Given exercise
List every line in the rows below that contains the word "electrical", copying each line in full. Match case exactly.

◆ ◆ ◆ ◆ ◆ ◆ ◆

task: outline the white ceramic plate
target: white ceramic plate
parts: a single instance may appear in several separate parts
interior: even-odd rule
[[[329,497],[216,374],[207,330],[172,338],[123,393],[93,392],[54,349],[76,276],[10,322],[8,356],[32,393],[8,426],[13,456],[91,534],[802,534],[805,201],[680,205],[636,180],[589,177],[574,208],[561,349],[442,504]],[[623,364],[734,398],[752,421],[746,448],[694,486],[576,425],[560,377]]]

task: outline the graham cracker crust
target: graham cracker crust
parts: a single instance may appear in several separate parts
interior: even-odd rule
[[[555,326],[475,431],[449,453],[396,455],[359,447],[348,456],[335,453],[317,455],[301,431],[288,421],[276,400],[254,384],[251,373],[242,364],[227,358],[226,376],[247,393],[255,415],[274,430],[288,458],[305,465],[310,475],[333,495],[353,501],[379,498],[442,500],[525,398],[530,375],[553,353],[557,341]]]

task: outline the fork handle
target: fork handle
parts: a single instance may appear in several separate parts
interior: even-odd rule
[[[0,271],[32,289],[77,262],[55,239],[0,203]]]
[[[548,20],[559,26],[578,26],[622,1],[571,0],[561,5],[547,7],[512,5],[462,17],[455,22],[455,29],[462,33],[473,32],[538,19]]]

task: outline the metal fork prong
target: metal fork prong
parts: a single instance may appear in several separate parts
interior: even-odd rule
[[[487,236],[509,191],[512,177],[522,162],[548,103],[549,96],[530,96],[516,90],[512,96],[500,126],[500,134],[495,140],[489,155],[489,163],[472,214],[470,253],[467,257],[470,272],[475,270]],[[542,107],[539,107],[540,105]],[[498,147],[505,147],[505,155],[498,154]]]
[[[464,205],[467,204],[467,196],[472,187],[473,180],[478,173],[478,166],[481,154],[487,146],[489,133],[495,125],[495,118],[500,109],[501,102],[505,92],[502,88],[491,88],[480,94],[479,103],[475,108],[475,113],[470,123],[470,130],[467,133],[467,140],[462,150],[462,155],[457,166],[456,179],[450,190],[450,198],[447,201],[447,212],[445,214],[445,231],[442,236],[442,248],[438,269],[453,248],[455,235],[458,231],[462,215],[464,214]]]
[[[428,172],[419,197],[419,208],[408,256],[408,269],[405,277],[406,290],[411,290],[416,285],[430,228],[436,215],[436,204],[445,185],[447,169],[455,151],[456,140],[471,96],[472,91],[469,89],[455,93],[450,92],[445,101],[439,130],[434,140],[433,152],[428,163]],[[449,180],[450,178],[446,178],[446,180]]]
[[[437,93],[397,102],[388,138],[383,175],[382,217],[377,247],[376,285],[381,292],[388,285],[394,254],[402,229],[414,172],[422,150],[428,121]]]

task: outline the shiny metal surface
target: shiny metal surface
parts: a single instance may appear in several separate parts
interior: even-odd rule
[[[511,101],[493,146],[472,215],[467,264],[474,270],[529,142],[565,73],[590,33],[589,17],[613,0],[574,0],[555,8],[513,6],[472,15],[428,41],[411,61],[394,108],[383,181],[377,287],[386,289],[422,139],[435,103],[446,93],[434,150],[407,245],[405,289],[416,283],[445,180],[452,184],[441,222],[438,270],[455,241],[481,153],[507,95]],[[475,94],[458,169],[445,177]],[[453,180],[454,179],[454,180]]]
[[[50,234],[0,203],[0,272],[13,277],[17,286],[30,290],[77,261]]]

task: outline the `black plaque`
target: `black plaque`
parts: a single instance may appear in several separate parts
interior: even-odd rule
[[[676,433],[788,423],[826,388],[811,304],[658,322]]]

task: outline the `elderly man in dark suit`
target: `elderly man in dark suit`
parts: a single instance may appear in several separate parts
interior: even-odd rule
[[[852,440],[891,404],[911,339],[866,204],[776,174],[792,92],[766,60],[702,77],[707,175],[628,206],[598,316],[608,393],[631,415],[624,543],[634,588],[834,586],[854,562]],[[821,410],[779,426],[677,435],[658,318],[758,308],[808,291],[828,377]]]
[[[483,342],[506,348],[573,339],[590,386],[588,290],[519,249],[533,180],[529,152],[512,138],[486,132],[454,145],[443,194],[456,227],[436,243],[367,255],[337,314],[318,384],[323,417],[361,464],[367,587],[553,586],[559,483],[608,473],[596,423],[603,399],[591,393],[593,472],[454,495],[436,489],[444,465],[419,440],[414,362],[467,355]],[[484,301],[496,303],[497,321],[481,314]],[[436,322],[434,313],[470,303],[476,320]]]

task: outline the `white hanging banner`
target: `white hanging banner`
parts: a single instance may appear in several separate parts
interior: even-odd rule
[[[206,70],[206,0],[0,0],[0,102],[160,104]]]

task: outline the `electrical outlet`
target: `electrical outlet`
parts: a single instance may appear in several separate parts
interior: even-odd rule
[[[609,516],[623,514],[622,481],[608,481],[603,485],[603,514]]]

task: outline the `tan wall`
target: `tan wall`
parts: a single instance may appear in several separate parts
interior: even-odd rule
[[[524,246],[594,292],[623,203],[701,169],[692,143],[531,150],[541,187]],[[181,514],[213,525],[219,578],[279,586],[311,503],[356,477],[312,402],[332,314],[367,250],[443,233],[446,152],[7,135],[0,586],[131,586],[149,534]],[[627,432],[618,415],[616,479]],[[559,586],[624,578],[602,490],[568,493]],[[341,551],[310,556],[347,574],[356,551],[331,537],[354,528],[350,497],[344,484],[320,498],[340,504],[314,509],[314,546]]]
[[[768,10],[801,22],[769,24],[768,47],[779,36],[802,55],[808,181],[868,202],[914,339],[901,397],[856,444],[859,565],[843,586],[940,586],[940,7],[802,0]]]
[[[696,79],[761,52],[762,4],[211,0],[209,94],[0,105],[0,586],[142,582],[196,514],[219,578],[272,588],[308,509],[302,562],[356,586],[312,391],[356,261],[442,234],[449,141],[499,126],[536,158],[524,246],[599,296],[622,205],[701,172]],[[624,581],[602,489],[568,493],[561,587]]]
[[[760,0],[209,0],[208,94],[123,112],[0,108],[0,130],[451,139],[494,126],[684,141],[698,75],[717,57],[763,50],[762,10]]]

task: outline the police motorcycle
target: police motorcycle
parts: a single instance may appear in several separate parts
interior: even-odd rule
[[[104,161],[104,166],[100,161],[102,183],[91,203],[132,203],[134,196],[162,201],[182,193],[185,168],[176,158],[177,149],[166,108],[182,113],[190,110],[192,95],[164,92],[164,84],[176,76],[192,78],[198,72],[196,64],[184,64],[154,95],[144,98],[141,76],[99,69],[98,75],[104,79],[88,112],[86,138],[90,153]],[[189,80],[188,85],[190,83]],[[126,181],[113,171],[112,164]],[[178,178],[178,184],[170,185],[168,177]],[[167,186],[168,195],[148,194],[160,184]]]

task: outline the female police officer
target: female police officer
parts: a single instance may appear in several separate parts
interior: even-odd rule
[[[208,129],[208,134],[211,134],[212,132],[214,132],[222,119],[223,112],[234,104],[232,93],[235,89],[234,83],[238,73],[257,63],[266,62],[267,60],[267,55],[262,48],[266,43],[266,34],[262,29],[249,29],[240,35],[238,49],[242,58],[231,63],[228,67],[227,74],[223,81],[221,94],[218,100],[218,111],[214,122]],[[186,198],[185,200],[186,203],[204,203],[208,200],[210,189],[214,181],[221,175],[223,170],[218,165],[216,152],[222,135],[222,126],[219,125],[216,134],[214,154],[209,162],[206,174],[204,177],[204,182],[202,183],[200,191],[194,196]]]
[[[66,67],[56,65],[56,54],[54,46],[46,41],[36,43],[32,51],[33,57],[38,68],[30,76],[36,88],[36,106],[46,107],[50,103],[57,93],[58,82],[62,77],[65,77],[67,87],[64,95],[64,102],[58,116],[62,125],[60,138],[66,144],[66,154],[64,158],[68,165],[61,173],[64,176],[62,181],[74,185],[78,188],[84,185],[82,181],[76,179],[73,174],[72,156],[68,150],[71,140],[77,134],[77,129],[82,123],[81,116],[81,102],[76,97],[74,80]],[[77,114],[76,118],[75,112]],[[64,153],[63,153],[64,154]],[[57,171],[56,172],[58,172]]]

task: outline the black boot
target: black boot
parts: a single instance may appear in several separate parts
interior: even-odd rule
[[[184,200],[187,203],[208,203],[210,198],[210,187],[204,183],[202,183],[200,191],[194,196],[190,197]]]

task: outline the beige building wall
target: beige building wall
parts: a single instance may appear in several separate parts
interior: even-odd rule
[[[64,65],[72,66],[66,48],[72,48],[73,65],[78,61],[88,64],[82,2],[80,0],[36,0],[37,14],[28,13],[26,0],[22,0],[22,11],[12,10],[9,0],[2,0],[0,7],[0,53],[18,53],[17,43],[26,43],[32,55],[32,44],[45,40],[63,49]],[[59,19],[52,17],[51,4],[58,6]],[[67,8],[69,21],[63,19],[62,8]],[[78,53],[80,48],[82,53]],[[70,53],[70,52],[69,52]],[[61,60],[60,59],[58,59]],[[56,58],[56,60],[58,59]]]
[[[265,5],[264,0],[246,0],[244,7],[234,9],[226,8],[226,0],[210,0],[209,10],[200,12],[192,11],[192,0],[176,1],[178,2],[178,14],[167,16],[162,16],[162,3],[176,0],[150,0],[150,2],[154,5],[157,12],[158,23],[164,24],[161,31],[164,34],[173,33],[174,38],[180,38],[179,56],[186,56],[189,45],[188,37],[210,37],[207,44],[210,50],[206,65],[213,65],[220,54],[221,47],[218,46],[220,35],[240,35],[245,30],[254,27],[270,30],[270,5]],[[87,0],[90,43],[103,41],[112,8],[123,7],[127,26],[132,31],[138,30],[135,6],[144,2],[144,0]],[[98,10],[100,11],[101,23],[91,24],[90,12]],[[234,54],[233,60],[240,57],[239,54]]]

◆ ◆ ◆ ◆ ◆ ◆ ◆

Complete answer
task: outline the `electrical outlet`
target: `electrical outlet`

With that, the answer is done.